--- Aim ---
Copy out the items from the line with "TARGET: black tail curl" to the line with "(1213, 365)", swapping "yellow bill" for "orange bill" and leaving everything else untouched.

--- Rows from a dataset ---

───

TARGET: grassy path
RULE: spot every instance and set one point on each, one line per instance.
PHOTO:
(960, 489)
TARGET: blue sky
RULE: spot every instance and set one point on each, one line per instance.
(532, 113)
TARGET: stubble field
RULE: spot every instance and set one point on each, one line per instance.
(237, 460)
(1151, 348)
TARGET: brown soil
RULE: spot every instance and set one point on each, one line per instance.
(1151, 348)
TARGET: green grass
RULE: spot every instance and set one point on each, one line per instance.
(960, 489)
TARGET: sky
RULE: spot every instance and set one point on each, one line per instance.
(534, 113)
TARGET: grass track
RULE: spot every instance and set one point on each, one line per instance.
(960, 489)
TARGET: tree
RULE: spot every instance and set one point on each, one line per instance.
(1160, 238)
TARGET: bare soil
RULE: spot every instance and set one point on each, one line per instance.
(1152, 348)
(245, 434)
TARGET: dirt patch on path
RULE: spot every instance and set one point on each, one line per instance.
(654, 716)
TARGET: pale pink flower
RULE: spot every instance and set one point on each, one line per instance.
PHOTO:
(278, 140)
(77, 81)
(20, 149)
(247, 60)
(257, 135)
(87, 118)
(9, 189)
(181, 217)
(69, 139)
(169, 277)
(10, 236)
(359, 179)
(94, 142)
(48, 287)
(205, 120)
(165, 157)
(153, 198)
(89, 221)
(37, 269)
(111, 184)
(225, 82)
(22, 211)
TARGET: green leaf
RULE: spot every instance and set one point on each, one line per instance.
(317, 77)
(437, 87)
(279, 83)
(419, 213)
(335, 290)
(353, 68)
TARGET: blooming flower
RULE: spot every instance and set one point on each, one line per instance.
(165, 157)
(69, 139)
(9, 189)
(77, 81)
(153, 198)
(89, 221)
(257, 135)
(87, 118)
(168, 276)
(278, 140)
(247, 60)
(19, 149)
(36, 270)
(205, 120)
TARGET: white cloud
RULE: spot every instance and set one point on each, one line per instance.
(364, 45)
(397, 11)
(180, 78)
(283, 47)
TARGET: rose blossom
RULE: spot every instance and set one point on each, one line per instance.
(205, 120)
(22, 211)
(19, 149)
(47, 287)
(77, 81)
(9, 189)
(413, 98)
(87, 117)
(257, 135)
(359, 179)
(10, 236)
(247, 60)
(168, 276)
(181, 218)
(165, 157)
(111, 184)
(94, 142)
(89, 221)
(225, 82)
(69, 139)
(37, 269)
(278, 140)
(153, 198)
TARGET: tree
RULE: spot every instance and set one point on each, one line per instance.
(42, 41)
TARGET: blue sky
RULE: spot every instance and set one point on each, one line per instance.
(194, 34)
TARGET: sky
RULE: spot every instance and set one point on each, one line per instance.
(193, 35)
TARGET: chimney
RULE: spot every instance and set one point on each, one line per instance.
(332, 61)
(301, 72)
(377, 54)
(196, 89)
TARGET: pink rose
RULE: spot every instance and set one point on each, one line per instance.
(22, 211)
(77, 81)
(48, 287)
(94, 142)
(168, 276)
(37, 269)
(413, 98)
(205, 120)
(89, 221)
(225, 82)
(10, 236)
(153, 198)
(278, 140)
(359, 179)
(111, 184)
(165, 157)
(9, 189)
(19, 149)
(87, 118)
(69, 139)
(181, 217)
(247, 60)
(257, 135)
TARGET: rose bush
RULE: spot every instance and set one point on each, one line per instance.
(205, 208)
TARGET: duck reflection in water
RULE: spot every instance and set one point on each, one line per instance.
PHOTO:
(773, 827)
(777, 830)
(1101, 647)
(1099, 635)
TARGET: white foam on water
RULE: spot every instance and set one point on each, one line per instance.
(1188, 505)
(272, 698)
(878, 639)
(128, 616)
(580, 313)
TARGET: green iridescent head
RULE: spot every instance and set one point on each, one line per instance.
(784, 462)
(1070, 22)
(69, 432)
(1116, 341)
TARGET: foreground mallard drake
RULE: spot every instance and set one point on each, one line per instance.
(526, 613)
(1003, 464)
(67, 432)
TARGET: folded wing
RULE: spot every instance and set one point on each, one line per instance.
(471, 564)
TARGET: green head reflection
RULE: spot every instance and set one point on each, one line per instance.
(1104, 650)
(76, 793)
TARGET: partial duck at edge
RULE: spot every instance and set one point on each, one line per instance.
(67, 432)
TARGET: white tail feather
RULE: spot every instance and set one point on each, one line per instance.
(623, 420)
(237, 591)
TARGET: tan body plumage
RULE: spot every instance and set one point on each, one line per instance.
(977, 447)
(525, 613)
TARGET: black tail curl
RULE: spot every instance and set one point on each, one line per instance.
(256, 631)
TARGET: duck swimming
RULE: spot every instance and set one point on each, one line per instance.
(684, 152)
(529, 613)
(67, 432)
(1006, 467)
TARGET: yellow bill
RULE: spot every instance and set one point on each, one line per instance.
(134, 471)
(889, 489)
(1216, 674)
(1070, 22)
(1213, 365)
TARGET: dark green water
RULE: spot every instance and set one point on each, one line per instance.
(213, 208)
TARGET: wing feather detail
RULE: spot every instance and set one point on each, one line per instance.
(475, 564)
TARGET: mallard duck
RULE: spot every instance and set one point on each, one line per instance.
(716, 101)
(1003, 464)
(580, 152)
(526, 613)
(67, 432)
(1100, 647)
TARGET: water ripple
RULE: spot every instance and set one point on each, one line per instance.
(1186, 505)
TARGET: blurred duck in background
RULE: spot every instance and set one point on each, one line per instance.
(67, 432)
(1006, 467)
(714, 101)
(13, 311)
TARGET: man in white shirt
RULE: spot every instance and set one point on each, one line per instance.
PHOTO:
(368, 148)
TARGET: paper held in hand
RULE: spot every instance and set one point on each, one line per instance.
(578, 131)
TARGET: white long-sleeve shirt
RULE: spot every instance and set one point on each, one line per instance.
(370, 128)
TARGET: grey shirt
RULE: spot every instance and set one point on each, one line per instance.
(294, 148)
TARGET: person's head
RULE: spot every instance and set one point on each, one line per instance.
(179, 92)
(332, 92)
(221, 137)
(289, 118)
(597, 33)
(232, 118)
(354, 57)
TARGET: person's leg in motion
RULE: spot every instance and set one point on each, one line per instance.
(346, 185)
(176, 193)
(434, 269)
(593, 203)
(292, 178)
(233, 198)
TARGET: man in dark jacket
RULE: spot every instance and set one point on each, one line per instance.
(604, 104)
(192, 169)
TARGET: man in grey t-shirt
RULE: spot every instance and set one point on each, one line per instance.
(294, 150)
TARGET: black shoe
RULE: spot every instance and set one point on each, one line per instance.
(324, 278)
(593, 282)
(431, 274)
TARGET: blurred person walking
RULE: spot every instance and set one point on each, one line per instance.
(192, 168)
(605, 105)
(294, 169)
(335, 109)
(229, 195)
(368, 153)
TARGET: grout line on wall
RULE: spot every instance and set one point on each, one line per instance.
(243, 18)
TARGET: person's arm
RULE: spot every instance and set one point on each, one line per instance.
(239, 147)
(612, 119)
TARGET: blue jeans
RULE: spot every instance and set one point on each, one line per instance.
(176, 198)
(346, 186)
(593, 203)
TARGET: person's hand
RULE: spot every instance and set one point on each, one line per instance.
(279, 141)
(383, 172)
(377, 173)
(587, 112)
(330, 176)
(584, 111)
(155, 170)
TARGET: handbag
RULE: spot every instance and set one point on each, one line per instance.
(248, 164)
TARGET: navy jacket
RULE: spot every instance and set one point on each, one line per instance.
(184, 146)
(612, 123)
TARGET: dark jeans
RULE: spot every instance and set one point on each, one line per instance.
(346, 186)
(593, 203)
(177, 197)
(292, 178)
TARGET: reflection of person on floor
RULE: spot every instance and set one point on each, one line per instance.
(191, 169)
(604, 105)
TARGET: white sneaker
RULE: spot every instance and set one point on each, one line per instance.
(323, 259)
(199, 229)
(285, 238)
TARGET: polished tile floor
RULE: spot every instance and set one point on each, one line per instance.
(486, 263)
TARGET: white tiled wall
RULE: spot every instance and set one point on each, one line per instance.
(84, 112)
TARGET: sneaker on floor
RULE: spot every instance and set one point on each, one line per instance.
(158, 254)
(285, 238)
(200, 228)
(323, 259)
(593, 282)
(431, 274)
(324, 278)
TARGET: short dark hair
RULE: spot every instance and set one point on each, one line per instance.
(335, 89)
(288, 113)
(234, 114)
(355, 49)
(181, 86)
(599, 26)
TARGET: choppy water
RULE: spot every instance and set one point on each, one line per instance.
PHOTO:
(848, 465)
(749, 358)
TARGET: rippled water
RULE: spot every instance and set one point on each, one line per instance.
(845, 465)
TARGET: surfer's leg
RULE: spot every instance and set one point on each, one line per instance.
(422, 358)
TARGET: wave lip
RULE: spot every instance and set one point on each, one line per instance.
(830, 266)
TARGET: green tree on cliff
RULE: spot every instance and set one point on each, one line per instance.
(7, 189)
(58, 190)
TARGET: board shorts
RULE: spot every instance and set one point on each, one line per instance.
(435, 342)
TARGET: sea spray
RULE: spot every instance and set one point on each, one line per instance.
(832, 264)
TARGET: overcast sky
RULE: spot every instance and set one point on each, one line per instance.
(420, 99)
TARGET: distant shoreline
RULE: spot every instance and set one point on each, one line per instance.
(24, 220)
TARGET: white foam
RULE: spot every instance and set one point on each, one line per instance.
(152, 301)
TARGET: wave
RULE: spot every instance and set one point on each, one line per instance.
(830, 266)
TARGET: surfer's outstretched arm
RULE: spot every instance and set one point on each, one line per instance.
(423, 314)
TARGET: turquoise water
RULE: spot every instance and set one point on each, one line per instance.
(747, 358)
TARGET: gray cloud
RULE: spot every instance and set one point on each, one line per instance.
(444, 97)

───

--- Response below ---
TARGET: black tail curl
RULE: spot every instance and set one point on each, one line per instance.
(256, 631)
TARGET: duck swimming
RULE: spot every instance and set one point on each, one line per instance.
(684, 152)
(529, 613)
(67, 432)
(1006, 467)
TARGET: orange bill
RULE: spot every instance and set one point on each, one line per instance.
(134, 471)
(889, 489)
(1216, 674)
(1070, 22)
(1213, 365)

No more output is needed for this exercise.